Record set:
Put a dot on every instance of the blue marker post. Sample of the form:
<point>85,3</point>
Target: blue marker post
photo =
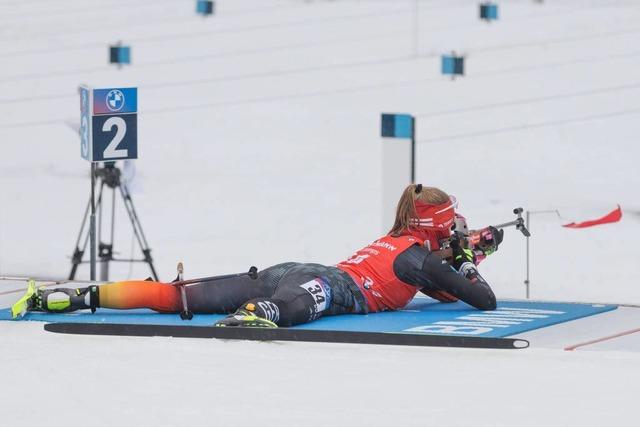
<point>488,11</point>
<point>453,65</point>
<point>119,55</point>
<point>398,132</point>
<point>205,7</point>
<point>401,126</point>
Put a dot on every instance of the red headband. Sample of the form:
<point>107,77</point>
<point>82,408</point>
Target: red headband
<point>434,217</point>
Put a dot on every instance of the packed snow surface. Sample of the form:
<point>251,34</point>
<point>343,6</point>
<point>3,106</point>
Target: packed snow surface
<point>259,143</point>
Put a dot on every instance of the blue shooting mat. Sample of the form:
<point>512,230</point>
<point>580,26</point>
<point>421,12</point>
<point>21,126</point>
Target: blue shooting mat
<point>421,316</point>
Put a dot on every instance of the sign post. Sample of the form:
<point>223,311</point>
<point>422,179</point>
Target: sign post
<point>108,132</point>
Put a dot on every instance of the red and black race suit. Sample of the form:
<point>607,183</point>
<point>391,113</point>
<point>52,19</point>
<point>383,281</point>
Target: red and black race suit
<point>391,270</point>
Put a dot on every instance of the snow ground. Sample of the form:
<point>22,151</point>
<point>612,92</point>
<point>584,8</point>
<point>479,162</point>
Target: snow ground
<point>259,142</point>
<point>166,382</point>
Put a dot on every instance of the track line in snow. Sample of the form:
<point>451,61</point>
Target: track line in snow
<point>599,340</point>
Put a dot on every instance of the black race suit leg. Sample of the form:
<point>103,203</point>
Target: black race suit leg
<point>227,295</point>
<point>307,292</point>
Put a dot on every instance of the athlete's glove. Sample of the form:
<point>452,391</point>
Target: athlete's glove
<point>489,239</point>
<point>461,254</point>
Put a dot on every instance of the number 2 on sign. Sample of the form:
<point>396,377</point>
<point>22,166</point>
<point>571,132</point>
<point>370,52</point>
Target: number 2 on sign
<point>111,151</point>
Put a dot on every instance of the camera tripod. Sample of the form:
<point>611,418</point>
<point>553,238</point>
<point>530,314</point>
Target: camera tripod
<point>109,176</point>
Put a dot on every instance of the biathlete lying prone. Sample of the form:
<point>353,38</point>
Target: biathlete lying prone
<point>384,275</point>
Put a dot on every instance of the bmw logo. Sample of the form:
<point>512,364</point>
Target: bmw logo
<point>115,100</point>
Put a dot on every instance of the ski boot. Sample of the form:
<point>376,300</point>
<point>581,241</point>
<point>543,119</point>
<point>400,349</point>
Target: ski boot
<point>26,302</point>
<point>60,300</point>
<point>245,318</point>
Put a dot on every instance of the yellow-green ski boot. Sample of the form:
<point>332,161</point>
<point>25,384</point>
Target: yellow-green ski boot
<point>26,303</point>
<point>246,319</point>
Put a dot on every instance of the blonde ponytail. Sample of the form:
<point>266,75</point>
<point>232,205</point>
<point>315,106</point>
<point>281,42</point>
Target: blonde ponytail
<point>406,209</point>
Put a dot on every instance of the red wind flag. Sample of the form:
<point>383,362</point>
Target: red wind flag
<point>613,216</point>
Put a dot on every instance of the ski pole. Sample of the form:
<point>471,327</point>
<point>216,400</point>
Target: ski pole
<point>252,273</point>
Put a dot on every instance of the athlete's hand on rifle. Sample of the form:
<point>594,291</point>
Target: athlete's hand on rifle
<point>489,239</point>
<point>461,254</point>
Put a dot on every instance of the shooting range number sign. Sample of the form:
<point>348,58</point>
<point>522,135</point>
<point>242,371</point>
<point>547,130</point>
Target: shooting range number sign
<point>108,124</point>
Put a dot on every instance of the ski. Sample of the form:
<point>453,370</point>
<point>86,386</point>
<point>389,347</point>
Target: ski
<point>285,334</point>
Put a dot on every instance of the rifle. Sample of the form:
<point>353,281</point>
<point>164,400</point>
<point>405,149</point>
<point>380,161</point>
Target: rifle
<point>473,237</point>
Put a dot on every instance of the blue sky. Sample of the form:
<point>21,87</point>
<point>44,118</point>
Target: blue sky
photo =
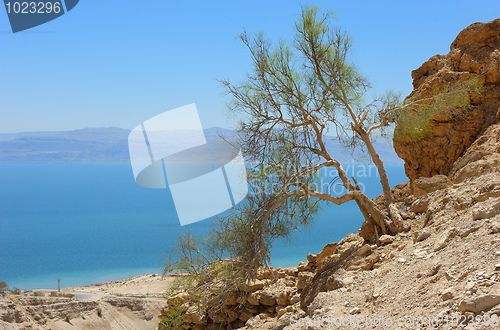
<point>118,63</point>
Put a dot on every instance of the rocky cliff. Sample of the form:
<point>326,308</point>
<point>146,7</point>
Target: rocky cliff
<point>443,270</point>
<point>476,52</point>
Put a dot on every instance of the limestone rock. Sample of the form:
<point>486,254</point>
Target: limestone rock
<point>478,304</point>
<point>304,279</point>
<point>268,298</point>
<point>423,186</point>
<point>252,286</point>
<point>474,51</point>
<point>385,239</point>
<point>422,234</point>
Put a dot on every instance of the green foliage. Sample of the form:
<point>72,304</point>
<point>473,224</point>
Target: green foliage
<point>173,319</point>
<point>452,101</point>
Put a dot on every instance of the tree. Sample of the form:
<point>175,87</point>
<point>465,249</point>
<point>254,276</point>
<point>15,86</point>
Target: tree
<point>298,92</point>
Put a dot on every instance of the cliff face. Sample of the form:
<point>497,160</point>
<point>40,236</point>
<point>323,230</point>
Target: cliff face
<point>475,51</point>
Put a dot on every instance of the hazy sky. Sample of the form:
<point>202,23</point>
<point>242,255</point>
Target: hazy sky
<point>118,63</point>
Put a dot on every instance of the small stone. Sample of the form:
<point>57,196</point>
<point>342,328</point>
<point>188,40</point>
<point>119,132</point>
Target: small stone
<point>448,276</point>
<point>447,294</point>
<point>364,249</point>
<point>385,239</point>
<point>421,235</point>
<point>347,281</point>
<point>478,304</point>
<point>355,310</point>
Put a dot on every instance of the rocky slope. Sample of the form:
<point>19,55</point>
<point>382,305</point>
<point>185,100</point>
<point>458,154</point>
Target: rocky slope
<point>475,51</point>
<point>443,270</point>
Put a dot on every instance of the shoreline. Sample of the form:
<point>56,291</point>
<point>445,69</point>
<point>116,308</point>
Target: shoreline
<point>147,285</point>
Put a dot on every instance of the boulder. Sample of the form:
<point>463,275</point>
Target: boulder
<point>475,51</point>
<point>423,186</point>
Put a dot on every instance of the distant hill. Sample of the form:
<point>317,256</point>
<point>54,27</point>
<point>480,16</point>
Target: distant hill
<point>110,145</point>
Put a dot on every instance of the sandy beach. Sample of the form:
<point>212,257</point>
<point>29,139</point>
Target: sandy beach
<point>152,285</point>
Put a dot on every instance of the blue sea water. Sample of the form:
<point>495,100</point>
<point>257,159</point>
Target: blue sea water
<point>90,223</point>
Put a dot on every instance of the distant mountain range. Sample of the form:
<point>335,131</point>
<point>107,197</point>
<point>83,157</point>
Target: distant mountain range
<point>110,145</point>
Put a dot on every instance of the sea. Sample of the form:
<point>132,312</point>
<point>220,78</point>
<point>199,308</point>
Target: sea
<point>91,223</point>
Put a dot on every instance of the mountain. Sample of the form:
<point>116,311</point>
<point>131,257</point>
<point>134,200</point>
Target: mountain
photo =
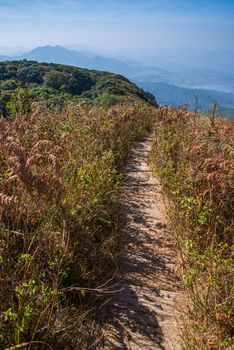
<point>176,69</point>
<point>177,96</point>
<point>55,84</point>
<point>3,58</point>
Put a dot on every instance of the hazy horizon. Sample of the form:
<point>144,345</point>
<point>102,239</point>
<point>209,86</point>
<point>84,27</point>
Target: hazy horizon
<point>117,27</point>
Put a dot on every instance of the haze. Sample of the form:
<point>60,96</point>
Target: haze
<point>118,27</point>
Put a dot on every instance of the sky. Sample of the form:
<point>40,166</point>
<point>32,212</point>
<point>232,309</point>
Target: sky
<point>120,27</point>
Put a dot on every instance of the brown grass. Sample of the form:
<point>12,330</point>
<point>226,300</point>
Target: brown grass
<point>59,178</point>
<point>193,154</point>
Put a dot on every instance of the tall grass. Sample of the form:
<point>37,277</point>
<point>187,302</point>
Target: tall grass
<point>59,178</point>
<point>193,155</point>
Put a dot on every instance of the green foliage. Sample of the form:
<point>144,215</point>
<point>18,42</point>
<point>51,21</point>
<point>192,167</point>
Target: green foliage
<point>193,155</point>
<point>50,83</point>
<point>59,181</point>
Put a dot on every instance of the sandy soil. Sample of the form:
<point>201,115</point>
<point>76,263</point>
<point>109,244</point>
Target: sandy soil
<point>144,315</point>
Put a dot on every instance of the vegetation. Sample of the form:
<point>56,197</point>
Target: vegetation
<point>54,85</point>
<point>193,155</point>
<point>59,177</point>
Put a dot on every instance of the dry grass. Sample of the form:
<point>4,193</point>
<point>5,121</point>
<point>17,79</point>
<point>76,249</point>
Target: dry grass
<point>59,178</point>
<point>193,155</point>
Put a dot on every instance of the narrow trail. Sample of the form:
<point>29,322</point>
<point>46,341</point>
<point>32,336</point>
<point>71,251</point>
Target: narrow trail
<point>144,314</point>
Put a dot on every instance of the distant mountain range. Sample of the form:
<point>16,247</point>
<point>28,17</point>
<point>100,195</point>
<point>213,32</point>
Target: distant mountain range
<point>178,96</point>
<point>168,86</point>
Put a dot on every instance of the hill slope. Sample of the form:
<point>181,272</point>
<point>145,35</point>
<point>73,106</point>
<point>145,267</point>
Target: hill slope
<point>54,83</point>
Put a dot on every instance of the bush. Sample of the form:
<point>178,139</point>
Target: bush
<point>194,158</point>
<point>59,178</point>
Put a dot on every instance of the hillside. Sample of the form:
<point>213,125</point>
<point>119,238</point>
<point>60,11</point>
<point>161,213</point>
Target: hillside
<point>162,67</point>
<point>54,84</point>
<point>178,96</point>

--

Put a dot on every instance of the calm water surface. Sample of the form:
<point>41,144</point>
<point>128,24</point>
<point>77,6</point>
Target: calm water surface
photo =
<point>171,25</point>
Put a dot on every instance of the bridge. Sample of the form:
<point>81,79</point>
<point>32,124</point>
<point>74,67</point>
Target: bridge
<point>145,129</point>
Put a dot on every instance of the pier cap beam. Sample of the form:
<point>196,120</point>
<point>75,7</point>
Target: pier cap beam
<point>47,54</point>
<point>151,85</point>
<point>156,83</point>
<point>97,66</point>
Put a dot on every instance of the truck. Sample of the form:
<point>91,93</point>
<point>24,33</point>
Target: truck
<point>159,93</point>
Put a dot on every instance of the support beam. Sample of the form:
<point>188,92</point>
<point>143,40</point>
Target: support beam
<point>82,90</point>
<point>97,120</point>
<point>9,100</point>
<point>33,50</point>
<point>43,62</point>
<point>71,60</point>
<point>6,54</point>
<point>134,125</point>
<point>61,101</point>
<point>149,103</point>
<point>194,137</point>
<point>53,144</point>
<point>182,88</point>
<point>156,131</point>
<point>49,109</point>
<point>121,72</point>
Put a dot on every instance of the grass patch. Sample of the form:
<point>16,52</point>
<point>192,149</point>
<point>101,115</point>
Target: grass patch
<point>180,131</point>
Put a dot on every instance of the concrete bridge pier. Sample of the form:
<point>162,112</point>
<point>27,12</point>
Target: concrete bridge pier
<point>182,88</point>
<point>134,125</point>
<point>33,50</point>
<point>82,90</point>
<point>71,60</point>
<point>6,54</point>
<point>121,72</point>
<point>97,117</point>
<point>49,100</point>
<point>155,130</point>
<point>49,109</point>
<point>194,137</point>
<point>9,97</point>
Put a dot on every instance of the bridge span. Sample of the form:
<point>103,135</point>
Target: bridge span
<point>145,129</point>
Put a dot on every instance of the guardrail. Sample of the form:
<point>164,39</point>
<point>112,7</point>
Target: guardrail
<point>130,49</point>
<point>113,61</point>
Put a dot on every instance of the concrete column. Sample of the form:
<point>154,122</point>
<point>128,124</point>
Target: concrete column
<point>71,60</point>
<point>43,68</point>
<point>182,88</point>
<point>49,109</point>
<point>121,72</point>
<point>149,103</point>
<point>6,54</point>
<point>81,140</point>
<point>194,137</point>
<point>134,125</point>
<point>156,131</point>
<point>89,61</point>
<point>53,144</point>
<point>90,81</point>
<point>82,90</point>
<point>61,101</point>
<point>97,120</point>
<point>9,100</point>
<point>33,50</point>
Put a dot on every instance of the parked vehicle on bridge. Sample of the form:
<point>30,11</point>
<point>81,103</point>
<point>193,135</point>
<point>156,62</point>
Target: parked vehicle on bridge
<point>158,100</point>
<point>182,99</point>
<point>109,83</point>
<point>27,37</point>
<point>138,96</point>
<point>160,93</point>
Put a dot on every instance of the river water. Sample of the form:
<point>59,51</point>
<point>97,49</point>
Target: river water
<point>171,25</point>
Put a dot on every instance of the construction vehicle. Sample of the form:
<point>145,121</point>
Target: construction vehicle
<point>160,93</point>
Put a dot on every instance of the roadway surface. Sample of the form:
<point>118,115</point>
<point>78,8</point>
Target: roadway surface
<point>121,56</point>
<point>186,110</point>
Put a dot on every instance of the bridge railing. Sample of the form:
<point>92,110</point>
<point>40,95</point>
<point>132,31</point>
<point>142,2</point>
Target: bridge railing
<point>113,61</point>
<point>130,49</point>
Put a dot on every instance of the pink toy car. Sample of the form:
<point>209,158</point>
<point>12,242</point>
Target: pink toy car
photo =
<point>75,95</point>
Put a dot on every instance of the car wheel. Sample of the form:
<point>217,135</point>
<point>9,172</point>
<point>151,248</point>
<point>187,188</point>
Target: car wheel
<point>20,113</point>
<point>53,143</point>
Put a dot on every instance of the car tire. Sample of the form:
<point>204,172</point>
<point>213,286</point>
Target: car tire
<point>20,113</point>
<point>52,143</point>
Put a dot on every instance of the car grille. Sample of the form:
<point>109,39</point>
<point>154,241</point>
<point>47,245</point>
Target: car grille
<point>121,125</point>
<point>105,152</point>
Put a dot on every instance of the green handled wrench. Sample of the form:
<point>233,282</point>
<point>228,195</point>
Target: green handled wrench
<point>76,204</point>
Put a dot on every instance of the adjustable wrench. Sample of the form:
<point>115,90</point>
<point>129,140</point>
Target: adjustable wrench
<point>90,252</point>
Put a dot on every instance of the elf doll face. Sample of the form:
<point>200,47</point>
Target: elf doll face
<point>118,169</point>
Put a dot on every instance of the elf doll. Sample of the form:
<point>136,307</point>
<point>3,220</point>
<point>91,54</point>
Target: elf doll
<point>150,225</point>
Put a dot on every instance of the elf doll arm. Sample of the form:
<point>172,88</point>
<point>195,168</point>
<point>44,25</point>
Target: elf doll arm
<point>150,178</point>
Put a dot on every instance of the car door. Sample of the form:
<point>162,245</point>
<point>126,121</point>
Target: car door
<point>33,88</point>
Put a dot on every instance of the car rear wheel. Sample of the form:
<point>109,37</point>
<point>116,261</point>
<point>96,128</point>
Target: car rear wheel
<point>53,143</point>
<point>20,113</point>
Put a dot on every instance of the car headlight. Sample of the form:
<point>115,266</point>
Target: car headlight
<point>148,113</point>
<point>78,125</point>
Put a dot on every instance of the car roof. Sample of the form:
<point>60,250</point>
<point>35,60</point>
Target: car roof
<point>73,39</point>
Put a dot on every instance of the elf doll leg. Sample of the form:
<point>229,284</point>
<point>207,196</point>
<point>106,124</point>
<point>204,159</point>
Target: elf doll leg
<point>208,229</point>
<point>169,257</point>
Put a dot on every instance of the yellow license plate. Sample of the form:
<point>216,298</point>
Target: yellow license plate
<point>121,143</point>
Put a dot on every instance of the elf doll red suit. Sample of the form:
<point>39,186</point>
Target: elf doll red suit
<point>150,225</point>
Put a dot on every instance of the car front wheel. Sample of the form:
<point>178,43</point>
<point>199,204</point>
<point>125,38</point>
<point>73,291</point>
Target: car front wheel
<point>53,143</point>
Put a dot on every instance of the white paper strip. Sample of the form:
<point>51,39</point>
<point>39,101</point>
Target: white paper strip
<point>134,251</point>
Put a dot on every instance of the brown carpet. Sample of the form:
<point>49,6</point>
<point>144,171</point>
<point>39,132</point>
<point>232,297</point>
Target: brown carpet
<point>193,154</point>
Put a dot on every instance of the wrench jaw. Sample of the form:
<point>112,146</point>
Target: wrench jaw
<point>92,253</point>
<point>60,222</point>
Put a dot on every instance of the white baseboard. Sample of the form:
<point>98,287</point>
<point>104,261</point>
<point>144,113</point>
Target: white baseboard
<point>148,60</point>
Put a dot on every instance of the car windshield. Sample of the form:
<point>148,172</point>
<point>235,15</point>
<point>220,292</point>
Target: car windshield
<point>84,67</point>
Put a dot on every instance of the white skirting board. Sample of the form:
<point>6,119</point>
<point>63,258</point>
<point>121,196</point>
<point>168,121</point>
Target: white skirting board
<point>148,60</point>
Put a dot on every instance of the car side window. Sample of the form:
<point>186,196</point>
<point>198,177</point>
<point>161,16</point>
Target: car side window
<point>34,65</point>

* * *

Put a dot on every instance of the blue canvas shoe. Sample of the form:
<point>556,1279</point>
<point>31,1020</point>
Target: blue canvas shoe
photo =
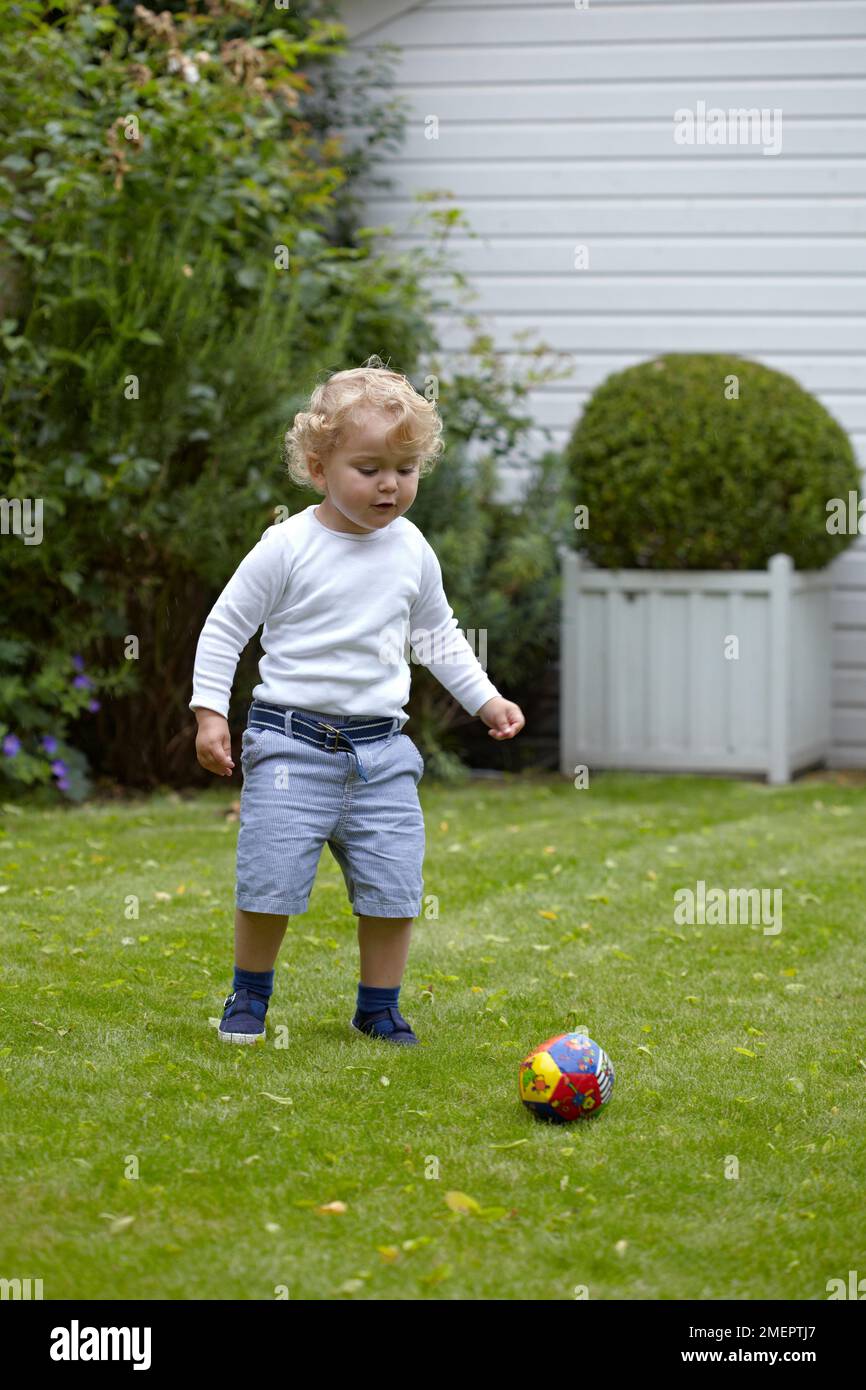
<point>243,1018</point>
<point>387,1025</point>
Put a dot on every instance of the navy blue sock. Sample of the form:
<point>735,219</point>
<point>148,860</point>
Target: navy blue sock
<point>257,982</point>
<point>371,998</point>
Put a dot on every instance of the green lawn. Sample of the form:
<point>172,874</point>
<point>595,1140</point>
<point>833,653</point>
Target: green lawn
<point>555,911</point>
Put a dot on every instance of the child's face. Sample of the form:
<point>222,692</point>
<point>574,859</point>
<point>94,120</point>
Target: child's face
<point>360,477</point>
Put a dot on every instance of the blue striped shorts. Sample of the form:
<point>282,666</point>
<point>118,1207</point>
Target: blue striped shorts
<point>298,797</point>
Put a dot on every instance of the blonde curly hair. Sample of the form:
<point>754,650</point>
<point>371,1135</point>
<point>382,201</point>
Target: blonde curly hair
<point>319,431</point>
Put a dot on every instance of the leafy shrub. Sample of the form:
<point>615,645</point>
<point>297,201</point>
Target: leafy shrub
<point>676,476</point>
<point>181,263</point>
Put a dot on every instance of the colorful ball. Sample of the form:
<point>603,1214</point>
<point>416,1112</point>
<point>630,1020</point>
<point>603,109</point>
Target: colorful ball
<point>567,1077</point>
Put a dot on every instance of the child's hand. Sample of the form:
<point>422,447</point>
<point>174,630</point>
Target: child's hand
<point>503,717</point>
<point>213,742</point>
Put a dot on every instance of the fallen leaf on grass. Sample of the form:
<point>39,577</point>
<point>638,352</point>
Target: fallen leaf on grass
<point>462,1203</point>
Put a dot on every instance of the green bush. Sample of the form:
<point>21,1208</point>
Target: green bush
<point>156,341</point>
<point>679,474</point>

Exercise requirements: Return each line from the rows above that contains the string "skirting", with case counting toward a match.

Solution to the problem:
Put a dot on every instance of the white skirting board. Sample of the form:
Target: white skirting board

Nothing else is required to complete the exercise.